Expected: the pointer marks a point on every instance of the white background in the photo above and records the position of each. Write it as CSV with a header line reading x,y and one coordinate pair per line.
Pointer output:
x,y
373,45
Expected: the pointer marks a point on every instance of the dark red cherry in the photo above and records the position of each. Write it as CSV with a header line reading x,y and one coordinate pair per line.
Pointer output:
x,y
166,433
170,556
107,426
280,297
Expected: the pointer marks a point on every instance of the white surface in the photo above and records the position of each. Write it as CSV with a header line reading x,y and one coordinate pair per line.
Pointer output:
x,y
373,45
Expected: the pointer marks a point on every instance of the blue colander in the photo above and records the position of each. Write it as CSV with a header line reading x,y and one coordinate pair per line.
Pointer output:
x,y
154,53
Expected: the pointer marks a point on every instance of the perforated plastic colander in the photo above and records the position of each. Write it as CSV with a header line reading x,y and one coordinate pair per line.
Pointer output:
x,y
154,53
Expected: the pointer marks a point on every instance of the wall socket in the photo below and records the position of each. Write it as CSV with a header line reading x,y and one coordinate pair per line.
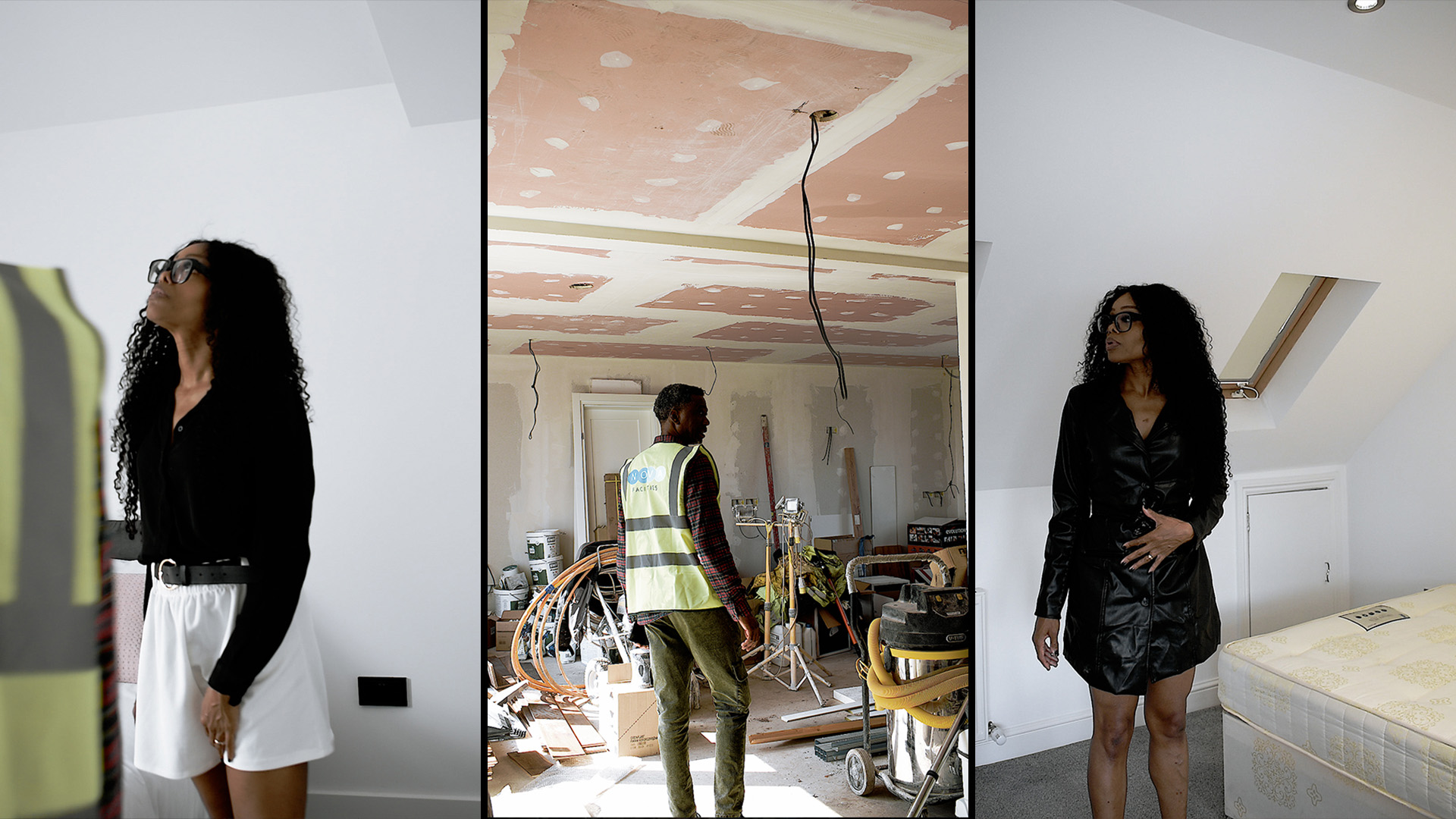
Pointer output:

## Description of the task
Rewrite every one of the items above, replacing "colander" with "strainer" and changing nothing else. Leave out the pictures.

## Result below
Expected: the pointer marks a point on every instance of the white background in the photo above and records the position of each. Write it as CSV with a header line reading x,y and one coordinate pair per line.
Pointer output:
x,y
373,45
Expected: the pointer marks a point on every instance of the dark red cherry in the photo above and records the position of each. Write it as CSV with a header line reading x,y and one coordinate pair per line.
Pointer output:
x,y
166,433
170,556
107,426
280,297
Expected: the pointer marks a point on every instance of the white surface in the photo above and records the position of each. Write it as CSV with a header line reading x,y and one coordinate pair per line.
Pointer output:
x,y
373,45
Expected: the pointer marks a point on every instance of the blue strainer in the photo above and records the position of each. Write it as CSV with a header line reading x,y and one coordinate pair per line.
Pointer output:
x,y
154,53
Expected: the pointer marks a point on every instance of the perforated plastic strainer in the photo above and records the position of each. Write it as CSV with a header line reading x,y and one coordinate pair per line.
Pointer output:
x,y
154,53
Expected: the pointer marks a point on every instance of the wall socket in the photo below and records the position of each. Write it as CSV with a header line reading x,y and one coordinate pair per line.
Pointer output:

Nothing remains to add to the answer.